EXTRAIT DU DOCUMENT ->
************
A cette époque l'abbaye était limitée par les rues Saint-Martin à l'ouest, du Gaillard Bois au nord, de la Croix, Frépillon, du Puits de Rome à l'est, et la rue Aumaire au sud".(Amédée Gabillon, Le quartier des Arts et Métiers : conférence historique faite le 20 mai 1911, Paris, 1911, P. Collemant , pp. 22-23)
En 1712, le rempart crénelé apparaît inutile aux religieux : ils l'abattent pour élever à la place des maisons de location.
En mars 1848, trois ans avant sa disparition, la rue Frépillon se signale par la fondation au numéro 24, d'un Club de la Montagne, sous la présidence d'un certain abbé Constant. Voici comment un chroniqueur, manifestement orienté, le présente, dans un ouvrage consacré aux nombreux clubs qui foisonnent à Paris à cette époque :
" Réunion de bas-bleus crottés, de fous socialistes et de démocrates de ruisseau qui siégeaient dans la salle enfumée d'un marchand de vin, devant des tables couvertes de nappes maculées, entre des pots de vin bleu et des pipes culottées. Dans la salle du club de la rue Frépillon, les cinq sens étaient à la fois également blessés : on y buvait du vin détestable et de l'eau-de-vie frelatée, on y respirait les odeurs les plus nauséabondes. Il fallait, une fois qu'on était entré dans ce lupanar démocratique et social, se résigner à entendre des théories et des déclamations contre la société qui auraient trouvé des contradicteurs au bagne de Brest. Les assistants, à quelques rares exceptions près, étaient couverts des ces haillons sordides, qui ne sont pas la livrée de la pauvreté honnête et laborieuse, mais bien celle de la débauche ignoble.
Nous avons entendu le citoyen abbé Constant prononcer dans son club ces atroces paroles : "Nous ferons bouillir le sang des aristocrates dans les chaudières de la Révolution et nous en ferons du boudin pour rassasier tes prolétaires affamés."
Ce citoyen Constant a été condamné, le 11 mai 1841, à huit mois de prison et 300 fr. d'amende, pour outrage à la morale publique et atteinte à la propriété ; le 8 février 1847, à un an de prison et 1,000 fr. d'amende pour délits semblables" (Alphonse Lucas, Les clubs et les clubistes : histoire complète critique et anecdotique des clubs et des comités électoraux fondés à Paris depuis la révolution de 1848 : déclarations de principes, règlements, motions et publications des sociétés populaires, Paris, E. Dentu, 1851, page 183)
************
CONSIGNE 1 ->
Répondez aux questions suivantes sur l'extrait sur la rue Frépillon.
(a) En quelle année les religieux abattent-ils le rempart crénelé ?
(b) À quel numéro de la rue Frépillon le Club de la Montagne est-il fondé ?
(c) À quelle peine le citoyen Constant est-il condamné le 8 février 1847 ?
CONSIGNE 2 -> Donnez la suite de l'extrait sur la rue Frépillon, après la référence à l'ouvrage d'Alphonse Lucas qui le termine.
Les items n'ont aucun lien avec l'extrait sur la rue Frépillon.
************
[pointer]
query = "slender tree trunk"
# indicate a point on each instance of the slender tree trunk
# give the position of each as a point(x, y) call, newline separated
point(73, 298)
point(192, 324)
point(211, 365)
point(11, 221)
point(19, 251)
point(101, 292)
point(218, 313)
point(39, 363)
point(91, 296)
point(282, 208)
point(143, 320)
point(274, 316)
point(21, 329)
************
RÉPONSE 1 ->
(a) En 1712.
(b) Au numéro 24.
(c) À un an de prison et 1 000 fr. d'amende.

RÉPONSE 2 ->
Un an plus tard, la rue Frépillon s'illustre lors de la manifestation du 13 juin 1849, qui est la dernière "journée révolutionnaire" de la IIe République. Il s'agit, à l'origine, d'une manifestation de protestation contre la politique menée par le gouvernement à Rome, organisée par l'extrême gauche de l'Assemblée Nationale autour de Ledru-Rollin, à savoir "la Montagne", qui compte alors 124 députés. Des barricades sont élevées dans un certain nombre de rues de Paris, dont la rue Frépillon. Une charge de grenadiers enlève la barricade en faisant trois morts parmi les insurgés. L'affaire est relatée à l'Assemblée nationale lors de sa séance du 10 juillet :
"Le Citoyen Sautayra : Dans la rue Frépillon, une barricade avait été élevée derrière le Conservatoire des arts et métiers. Le général Cornemuse la fait attaquer par une compagnie de grenadiers du 21e de ligne. Son commandant, le capitaine Bayard, sans s'inquiéter d'un feu très vif de mousqueterie dirigé contre lui des maisons voisines, lance sa troupe au pas de course, et enlève la barricade, où trois insurgés sont tués. Les autres prennent la fuite.
Je ne puis trop louer l'élan que la compagnie de grenadiers a montré à cette attaque. Le capitaine Bayard mérite aussi les plus grands éloges. Car non seulement il a réussi, mais, par la promptitude de son mouvement, il a su ménager le sang de ses soldats, dont pas un n'a été atteint. »
Permettez-moi de vous faire remarquer une chose, nous l'avons malheureusement vue l'année dernière : c'est que, lorsqu'une barricade est attaquée, il faut verser beaucoup de sang avant d'arriver de l'autre côté...
Citoyen Baraguey d'Hilliers : Lorsqu'elle est défendue !
Le Citoyen Sautayra : Lorsqu'elle est défendue, bien entendu. C'est un lapsus, et je remercie l'honorable général de son observation.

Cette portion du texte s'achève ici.